▸ **ABOUT THIS TASK**: Your reply should be the records below, duplicated exactly, with any picture removed.

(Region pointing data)
+ + + + +

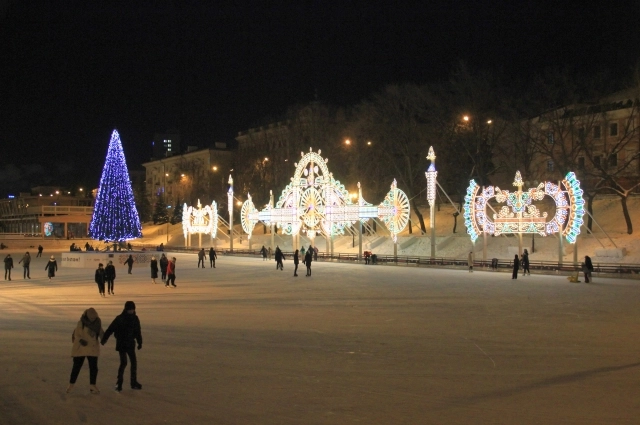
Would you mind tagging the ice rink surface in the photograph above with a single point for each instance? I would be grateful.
(246, 344)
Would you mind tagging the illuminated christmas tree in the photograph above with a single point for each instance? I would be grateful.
(115, 217)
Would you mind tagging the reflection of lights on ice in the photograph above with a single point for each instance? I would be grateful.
(523, 217)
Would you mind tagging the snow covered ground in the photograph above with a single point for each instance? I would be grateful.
(246, 344)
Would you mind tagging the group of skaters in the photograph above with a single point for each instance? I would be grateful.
(87, 337)
(522, 262)
(51, 267)
(308, 256)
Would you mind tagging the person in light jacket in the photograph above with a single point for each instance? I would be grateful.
(86, 344)
(51, 267)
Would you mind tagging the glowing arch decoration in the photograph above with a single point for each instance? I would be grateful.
(200, 220)
(314, 202)
(519, 215)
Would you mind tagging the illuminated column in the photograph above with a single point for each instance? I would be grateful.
(359, 225)
(230, 202)
(484, 231)
(431, 175)
(272, 228)
(518, 183)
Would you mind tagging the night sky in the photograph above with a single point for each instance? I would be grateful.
(72, 71)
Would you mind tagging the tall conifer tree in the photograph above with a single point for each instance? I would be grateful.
(115, 217)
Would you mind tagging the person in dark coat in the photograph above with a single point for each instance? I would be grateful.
(110, 276)
(129, 263)
(308, 257)
(126, 328)
(279, 257)
(263, 251)
(51, 267)
(201, 257)
(100, 279)
(587, 269)
(26, 261)
(8, 265)
(212, 258)
(154, 269)
(171, 273)
(525, 263)
(516, 266)
(296, 260)
(164, 262)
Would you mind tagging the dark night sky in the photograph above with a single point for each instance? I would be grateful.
(72, 71)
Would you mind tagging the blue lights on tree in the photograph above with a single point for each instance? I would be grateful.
(115, 217)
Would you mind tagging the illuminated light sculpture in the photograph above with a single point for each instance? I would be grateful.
(115, 217)
(519, 215)
(315, 202)
(200, 220)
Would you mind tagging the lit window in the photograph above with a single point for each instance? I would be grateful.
(613, 129)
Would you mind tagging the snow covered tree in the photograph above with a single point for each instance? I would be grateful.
(115, 217)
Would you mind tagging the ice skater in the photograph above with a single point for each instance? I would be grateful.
(85, 339)
(99, 278)
(126, 329)
(26, 261)
(154, 269)
(213, 256)
(164, 262)
(525, 263)
(8, 265)
(51, 267)
(171, 273)
(308, 258)
(129, 263)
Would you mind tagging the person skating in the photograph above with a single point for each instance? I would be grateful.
(587, 269)
(525, 263)
(164, 262)
(85, 339)
(213, 256)
(171, 273)
(110, 276)
(279, 257)
(8, 265)
(99, 279)
(51, 267)
(26, 261)
(516, 266)
(126, 328)
(201, 257)
(154, 269)
(263, 251)
(308, 258)
(129, 263)
(296, 260)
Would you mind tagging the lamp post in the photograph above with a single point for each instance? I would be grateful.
(431, 175)
(230, 206)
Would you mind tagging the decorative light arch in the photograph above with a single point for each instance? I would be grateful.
(519, 215)
(200, 220)
(315, 202)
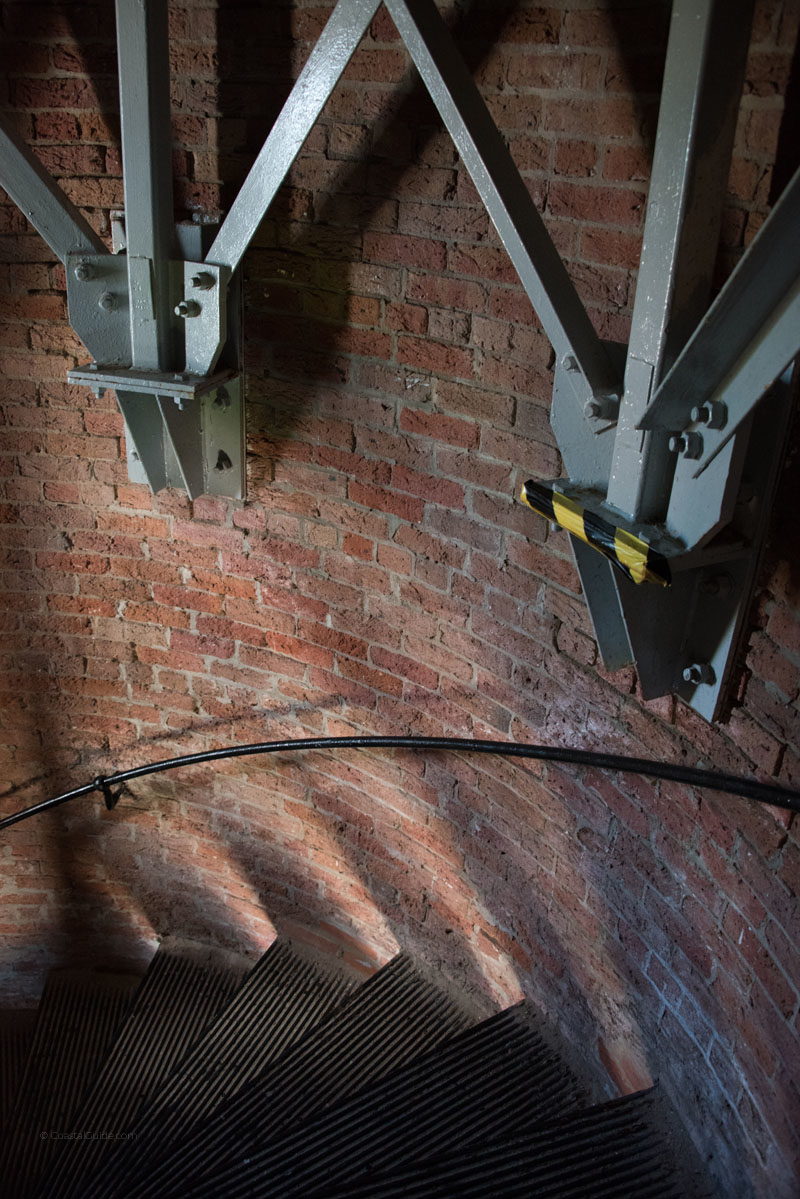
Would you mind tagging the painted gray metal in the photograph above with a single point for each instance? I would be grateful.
(34, 190)
(142, 42)
(703, 79)
(182, 387)
(501, 188)
(335, 48)
(205, 287)
(747, 337)
(722, 607)
(97, 297)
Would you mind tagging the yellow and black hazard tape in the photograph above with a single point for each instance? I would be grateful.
(635, 558)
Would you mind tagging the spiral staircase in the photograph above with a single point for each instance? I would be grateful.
(204, 1078)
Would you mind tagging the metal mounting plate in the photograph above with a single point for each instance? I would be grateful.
(97, 299)
(180, 386)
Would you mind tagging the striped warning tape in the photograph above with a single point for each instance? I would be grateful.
(635, 558)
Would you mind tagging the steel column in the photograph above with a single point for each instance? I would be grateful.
(504, 192)
(745, 341)
(142, 40)
(32, 188)
(329, 58)
(703, 78)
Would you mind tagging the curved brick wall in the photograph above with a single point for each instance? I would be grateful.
(380, 577)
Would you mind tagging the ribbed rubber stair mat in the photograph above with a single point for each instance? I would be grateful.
(392, 1018)
(78, 1019)
(16, 1041)
(494, 1079)
(178, 999)
(283, 996)
(611, 1151)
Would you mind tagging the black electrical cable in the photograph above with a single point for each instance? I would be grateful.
(746, 788)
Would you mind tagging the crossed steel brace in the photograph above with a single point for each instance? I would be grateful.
(673, 444)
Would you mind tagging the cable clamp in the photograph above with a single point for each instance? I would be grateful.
(110, 796)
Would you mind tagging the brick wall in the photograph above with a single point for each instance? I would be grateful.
(380, 578)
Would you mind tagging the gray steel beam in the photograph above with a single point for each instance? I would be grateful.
(745, 341)
(41, 199)
(703, 78)
(142, 38)
(503, 190)
(329, 58)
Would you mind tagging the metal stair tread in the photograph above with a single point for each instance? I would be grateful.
(498, 1074)
(283, 996)
(79, 1017)
(394, 1017)
(180, 994)
(613, 1149)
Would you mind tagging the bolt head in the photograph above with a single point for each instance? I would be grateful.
(187, 308)
(690, 445)
(699, 673)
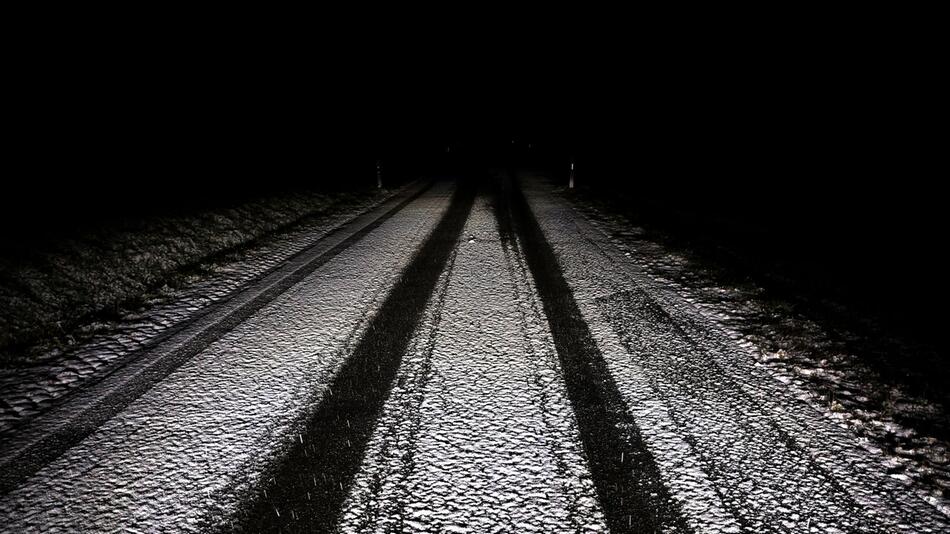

+ + + + +

▸ **WORKED SOLUTION**:
Would you mind tagging the ice rink surface in the photograph above with a single point for each instance? I would be grateful.
(246, 344)
Would you mind tagging the illuminated christmas tree in the photograph above with a single point for each instance? I would be grateful.
(115, 217)
Would you mind tagging the reflection of lights on ice in the photograph above with a single point for each instance? I would be grateful.
(523, 217)
Would you mind tagging the snow covered ground in the photograph above with a single point for each instance? I would be grateful.
(246, 344)
Would you mind tagging the group of skaters in the photograph above with a single point for each instance? I would be grateful.
(87, 337)
(522, 262)
(51, 267)
(308, 256)
Would you mind tagging the person in light jacket in the photograph above with a single point for each instance? I would be grateful.
(86, 344)
(51, 267)
Would you mind tagging the glowing arch decoration in the photograph above with a single point for each instance? I would be grateful.
(200, 220)
(314, 202)
(519, 215)
Would you mind tagging the illuminated column in the photograph above with a single point for each instance? I would be grateful.
(359, 225)
(230, 202)
(484, 231)
(431, 175)
(272, 228)
(518, 183)
Would you mind tagging the night sky in the photograph above with a single point for each instance? I would be grateful.
(72, 71)
Would you mind tagging the tall conifer tree in the photograph above with a single point for each instance? I would be grateful.
(115, 217)
Would you mind tagging the person in dark coat in the photograph above with a single point for each instance? I would be grateful.
(110, 276)
(129, 263)
(308, 257)
(126, 328)
(279, 257)
(263, 251)
(51, 267)
(201, 257)
(100, 279)
(587, 269)
(26, 261)
(8, 265)
(212, 258)
(154, 269)
(171, 273)
(525, 263)
(516, 266)
(296, 260)
(164, 262)
Would you mind tagging the dark night sky in the photograph above with a single point for each instance? I would be grateful.
(72, 71)
Would you mind tagging the blue lights on tree in the photograph above with a single point for each instance? I would be grateful.
(115, 217)
Would you mind tagging the illuminated light sculpture in the photograph above with a single point for each instance? I would be grateful.
(115, 217)
(519, 215)
(315, 202)
(200, 220)
Would you mind tagging the lit window in the photograph above with a single point for each instance? I would be grateful.
(613, 129)
Would you mind tagging the snow covered tree in the photograph above with a single point for each instance? I would be grateful.
(115, 217)
Would you mind tagging the ice skater in the photograph above with a single point for each instance? I would be grateful.
(85, 339)
(99, 278)
(126, 329)
(26, 261)
(154, 269)
(213, 256)
(164, 262)
(525, 263)
(8, 265)
(51, 267)
(171, 273)
(308, 258)
(129, 263)
Would you mind tagging the person skating in the photograph above with a single point for each instance? I would be grateful.
(587, 269)
(525, 263)
(164, 262)
(85, 339)
(213, 256)
(171, 273)
(110, 276)
(279, 257)
(8, 265)
(99, 279)
(51, 267)
(26, 261)
(516, 266)
(126, 328)
(201, 257)
(154, 269)
(263, 251)
(308, 258)
(129, 263)
(296, 260)
Would you mind tagging the lamp post in the photograph above with a single point for each instance? I would be grateful.
(431, 175)
(230, 206)
Would you mind tagging the decorative light arch in the photograph above with a single point for each instance? I would be grateful.
(519, 215)
(200, 220)
(315, 202)
Would you mind tagging the painted gray metal in the photograph above with a single point for each instance? I would be grateful.
(34, 190)
(142, 42)
(703, 79)
(182, 387)
(501, 188)
(335, 48)
(205, 287)
(747, 337)
(722, 607)
(97, 297)
Would you mind tagging the yellow and black hazard tape in the photograph above with a single point for each instance? I would be grateful.
(635, 558)
Would you mind tagging the spiral staircase in the photograph above with a single point for each instance? I would be grateful.
(204, 1078)
Would you mind tagging the metal mounting plate in the photograph above with a single point for each instance? I would be grateful.
(97, 299)
(180, 386)
Would you mind tagging the striped warning tape in the photograph above with a single point for each instance? I would be grateful.
(635, 558)
Would you mind tagging the steel column in the photograph above with a single point for each instance? I would be grateful.
(504, 192)
(745, 341)
(142, 40)
(32, 188)
(329, 58)
(703, 78)
Would you mind tagging the curved brick wall in the photograph above with a single point for each instance? I would be grateful.
(380, 577)
Would you mind tagging the ribbed rubber stair mat in the photograph above with a single point for each instance? I would be grateful.
(392, 1018)
(78, 1019)
(16, 1041)
(494, 1079)
(178, 999)
(283, 996)
(611, 1151)
Would you mind tagging the black electrical cable in the photograph above with a single point for each instance? I would be grateful.
(746, 788)
Would you mind tagging the crossed steel brace in the photograph above with a single point for each instance? I would be grateful.
(673, 444)
Would you mind tagging the cable clamp in the photograph above with a single point for each instance? I would be grateful.
(110, 796)
Would you mind tagging the brick wall in the photograph above with a single point for each instance? I would be grateful.
(380, 578)
Would you mind tagging the gray steel beam in the photograph above with a single point for each instance? I would be grateful.
(745, 341)
(41, 199)
(703, 78)
(142, 38)
(503, 190)
(329, 58)
Would you mind tagging the metal stair tread in the photograph above with a single point for each instance? I would be grateful.
(498, 1074)
(283, 996)
(79, 1017)
(394, 1017)
(180, 994)
(613, 1149)
Would you mind tagging the bolt head in the photograph above with a single point for each instance? I would be grateful.
(187, 308)
(690, 445)
(699, 673)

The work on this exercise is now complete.